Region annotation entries

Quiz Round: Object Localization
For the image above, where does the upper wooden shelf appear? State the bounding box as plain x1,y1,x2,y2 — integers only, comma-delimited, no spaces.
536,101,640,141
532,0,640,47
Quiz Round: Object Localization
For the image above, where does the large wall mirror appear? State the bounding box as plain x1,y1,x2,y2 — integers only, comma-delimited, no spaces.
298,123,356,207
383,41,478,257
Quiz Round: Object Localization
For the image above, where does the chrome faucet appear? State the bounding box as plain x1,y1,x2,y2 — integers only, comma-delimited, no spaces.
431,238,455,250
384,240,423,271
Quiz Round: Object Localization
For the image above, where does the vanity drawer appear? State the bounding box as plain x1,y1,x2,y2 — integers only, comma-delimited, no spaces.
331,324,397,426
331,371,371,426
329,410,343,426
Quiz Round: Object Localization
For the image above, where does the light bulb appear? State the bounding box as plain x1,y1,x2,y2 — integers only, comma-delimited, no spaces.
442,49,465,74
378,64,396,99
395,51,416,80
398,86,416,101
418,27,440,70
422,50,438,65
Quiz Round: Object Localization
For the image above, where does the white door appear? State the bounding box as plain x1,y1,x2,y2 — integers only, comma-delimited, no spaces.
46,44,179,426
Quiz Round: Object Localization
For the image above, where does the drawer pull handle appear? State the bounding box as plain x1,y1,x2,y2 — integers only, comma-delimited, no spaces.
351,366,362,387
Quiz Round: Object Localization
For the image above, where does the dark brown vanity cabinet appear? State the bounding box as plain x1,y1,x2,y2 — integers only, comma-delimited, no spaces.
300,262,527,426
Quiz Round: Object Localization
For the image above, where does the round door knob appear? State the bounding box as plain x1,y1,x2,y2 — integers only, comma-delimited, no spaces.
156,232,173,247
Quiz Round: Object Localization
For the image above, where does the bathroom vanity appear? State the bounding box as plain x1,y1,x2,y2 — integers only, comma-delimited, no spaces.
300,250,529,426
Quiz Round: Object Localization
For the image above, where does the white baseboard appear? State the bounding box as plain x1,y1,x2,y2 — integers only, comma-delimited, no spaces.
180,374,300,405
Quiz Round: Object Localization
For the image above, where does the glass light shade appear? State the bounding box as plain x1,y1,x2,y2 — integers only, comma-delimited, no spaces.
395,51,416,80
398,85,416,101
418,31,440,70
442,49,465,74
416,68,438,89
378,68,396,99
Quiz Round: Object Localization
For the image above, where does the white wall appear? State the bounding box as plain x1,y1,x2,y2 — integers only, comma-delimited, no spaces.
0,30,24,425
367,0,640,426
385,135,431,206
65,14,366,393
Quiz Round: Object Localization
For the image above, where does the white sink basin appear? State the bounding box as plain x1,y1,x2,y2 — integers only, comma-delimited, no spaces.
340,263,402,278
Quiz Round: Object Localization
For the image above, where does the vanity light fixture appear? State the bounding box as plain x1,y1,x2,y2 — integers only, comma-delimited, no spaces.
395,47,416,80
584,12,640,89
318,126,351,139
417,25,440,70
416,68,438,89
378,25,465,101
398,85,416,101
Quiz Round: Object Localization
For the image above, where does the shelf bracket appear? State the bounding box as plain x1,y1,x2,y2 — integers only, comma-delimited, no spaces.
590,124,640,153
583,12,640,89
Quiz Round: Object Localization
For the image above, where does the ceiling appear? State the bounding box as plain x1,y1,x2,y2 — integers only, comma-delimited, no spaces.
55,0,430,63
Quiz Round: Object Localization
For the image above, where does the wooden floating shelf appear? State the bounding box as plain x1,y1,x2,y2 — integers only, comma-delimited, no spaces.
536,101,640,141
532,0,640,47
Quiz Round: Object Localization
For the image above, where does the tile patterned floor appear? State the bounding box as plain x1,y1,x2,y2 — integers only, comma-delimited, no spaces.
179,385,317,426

» WHAT YOU SHOULD DO
Pull out each line in the records above that contains the string "drawer", and list those lines.

» TASK OUTPUT
For the image above, where does the vanity drawer appear? State the bounding box as plain x1,y1,x2,y2 — integers only, comma-delimited, no spaces.
For the image above, where does the drawer pull handle appear? State the bounding box as plain x1,y1,x2,y2 — integers only, comma-delimited, no spaces.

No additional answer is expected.